### Excerto

..........

Lídia Jorge defendeu ainda que "essa síntese que Agustina Bessa-Luís foi capaz de fazer, e a interpretação que faz, do mundo atual, do pós-modernismo, está patente de uma maneira absolutamente extraordinária no último livro que escreveu, 'A Ronda da Noite'".
O escritor Mário de Carvalho classificou Agustina Bessa-Luís como uma "escritora extraordinária" e "uma das grandes" do século XX, a quem já só falta superar um desafio, o da imortalidade. "Agustina Bessa-Luís é uma escritora absolutamente extraordinária, uma das grandes escritoras, sem dúvida, do século XX", considerou Mário de Carvalho, em declarações à Lusa.
O escritor destacou que a autora de "A Sibila" "ganhou o reconhecimento praticamente unânime de todos os seus confrades, porque, no meio literário, havia um consenso generalizado sobre a grande qualidade literária de Agustina Bessa-Luís. Na opinião de Mário de Carvalho, a escritora, autora de uma extensa bibliografia, que inclui, além de romance, teatro, contos infantis, ensaios e biografias, conseguiu em vida ultrapassar os desafios que se colocam a um escritor, faltando-lhe agora um último.
"Até agora, tinha conseguido superar o desafio da qualidade, o desafio do reconhecimento, pelos seus semelhantes e pelos leitores. A partir de agora, o desafio é outro: o desafio da imortalidade, e não estaremos cá para saber se ela o ganhará ou não", afirmou. No entanto, vai avançando: "Do que conheço, impressiona a torrencial imaginação da Agustina, o grande domínio e elasticidade do tratamento da língua portuguesa e, do ponto de vista pessoal, uma maneira de ser também muito própria, que causava muitas vezes a admiração dos seus confrades".
A escritora Agustina Bessa-Luís "é uma das grandes referências da cultura portuguesa contemporânea", afirmou a presidente da Fundação Calouste Gulbenkian, Isabel Mota. "A língua portuguesa tem na sua obra uma expressão riquíssima para a compreensão do género humano e para uma inteligente e paradoxal abordagem da vida e da sociedade", afirmou Isabel Mota, em comunicado.
A escritora Maria Teresa Horta considera que "não é possível fazer a história da literatura portuguesa, neste momento, sem passar pela obra da Agustina Bessa-Luís", que morreu hoje, aos 96 anos, no Porto. "Considero que a Agustina é dos melhores escritores - não é escritora só - da literatura contemporânea portuguesa, mas também morre uma escritora e alguém que eu conheci", afirmou Maria Teresa Horta à agência Lusa.
Pilar del Río, que preside a Fundação José Saramago, fala num sentimento de "orfandade" com a morte da escritora Agustina Bessa-Luís,, recordando palavras do Prémio Nobel da Literatura sobre a autora de "A Sibila". Pilar del Río, em declarações à Lusa, destacou que a "grande escritora" Agustina Bessa-Luís "dinamizou a Cultura de Portugal com a sua obra, com a sua personalidade, com as suas declarações, que tinha uma voz própria e uma obra esplêndida".

..........

### Registos em bruto
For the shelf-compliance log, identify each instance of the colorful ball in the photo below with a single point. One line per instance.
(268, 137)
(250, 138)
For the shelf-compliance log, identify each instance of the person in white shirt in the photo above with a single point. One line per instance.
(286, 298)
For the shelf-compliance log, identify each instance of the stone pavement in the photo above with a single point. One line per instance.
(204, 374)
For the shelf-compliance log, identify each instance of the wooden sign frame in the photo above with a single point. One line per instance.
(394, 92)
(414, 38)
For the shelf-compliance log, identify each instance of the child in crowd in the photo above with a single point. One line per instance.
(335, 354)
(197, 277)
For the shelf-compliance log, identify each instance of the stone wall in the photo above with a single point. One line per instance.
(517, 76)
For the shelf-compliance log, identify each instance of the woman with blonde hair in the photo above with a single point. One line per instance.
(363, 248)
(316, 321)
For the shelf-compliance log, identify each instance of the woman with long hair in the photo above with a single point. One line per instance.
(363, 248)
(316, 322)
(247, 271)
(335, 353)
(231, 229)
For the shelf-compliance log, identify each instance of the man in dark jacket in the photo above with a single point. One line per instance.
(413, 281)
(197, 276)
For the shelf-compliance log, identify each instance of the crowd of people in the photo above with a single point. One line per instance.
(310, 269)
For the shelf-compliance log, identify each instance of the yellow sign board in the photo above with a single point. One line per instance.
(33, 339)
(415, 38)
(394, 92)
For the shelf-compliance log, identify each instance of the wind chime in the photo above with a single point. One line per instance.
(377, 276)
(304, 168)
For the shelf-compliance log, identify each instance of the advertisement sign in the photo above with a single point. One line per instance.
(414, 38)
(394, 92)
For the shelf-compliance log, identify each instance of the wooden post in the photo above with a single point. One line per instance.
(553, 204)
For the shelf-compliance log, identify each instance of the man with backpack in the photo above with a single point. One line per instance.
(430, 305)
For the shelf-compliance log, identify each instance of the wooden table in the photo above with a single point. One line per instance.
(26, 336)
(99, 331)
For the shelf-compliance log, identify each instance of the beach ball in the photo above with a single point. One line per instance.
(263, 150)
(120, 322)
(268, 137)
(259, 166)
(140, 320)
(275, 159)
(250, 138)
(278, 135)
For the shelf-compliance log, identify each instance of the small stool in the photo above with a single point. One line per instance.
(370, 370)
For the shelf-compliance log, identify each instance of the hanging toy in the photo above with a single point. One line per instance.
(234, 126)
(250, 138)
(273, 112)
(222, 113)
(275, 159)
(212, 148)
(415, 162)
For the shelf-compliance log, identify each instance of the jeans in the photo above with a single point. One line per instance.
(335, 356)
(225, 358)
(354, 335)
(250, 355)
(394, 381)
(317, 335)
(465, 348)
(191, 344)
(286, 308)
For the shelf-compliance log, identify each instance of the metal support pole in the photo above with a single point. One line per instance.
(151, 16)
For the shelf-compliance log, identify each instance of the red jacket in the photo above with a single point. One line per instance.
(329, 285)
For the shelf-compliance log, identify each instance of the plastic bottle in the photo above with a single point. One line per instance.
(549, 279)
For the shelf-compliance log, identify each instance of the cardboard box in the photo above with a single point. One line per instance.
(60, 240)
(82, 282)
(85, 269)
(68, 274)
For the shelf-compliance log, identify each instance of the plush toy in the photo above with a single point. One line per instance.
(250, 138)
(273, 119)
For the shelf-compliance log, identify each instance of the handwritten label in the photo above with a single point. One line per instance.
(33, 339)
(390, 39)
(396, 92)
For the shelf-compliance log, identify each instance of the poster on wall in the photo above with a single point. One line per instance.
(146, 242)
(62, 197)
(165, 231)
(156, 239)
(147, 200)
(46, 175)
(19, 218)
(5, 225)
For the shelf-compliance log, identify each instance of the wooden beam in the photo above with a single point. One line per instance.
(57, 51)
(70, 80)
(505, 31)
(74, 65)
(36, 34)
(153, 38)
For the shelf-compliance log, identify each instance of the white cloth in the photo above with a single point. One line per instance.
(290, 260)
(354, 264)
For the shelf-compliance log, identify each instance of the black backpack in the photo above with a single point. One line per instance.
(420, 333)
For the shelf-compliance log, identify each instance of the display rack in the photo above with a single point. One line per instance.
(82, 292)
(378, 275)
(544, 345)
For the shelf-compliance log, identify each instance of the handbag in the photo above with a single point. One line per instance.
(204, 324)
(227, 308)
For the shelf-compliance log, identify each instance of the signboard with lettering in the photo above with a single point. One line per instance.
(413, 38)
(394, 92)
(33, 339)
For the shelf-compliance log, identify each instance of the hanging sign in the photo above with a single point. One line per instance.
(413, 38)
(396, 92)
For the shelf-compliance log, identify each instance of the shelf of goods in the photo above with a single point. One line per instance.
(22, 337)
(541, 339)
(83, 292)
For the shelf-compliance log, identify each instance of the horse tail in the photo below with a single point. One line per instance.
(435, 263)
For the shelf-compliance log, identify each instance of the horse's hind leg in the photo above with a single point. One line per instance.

..........

### Desafio 1
Transcreve sem alterações as linhas dos registos, começando na linha que contém "the hanging sign", incluída, e terminando na última linha dos registos.
### Desafio 2
Retoma o excerto sobre as reações à morte de Agustina Bessa-Luís a partir do ponto em que termina.
O excerto e os registos não têm qualquer relação entre si.

### Resposta 1
For the shelf-compliance log, identify each instance of the hanging sign in the photo above with a single point. One line per instance.
(413, 38)
(396, 92)
For the shelf-compliance log, identify each instance of the shelf of goods in the photo above with a single point. One line per instance.
(22, 337)
(541, 339)
(83, 292)
For the shelf-compliance log, identify each instance of the horse tail in the photo below with a single point. One line per instance.
(435, 263)
For the shelf-compliance log, identify each instance of the horse's hind leg in the photo above with a single point. One line per instance.

### Resposta 2
"Remeto-me ao que disse José Saramago sobre o que ela escreveu: que se há em Portugal um escritor que participe da natureza do génio, é Agustina Bessa-Luís", afirmou. Da obra da escritora, da qual leu vários livros, Pilar del Río partilhou que a primeira que a marcou, "que foi como um golpe", foi "A Sibila", de 1954, que lhe valeu os prémios Delfim Guimarães e Eça de Queiroz.A responsável máxima da Fundação José Saramago lembrou que, embora fosse público o estado de saúde de Agustina Bessa-Luís, "não é o mesmo saber que está ou que não está".
O escritor e professor universitário Rui Zink considerou que Agustina Bessa-Luís é "um tesouro nacional", recordando que a escritora deixa "a obra e o cheirinho do seu humor e da sua ironia". "Quando uma pessoa é tratada pelo primeiro nome como é o caso dela, - há muitos, muitos, anos -, significa que ela é um tesouro nacional", disse Rui Zink, em declarações à agência Lusa, explicando que a escritora "era chata, porque [nos] via por dentro e isso, às vezes, é um bocadinho incómodo".
De acordo com professor universitário, Agustina Bessa-Luís era uma pessoa que não precisava de acessórios para conseguir ver o detalhe. "Ela era o tipo de pessoa que não precisava de microscópio para ver mais longe, mais dentro", referiu Rui Zink, admitindo que "é mais interessante" conseguir ver mesmo a "nível do nano", e que "mais fácil as pessoas verem mais longe para fora".
Para Rui Zink, Agustina Bessa-Luís deixa "um labirinto enorme de páginas e páginas para nós irmos desbravando", lembrando que, quando era estudante e dava aulas, teve de reler "A Sibila" para ajudar a passar os alunos, sendo a escritora uma presença desde sempre para o professor universitário.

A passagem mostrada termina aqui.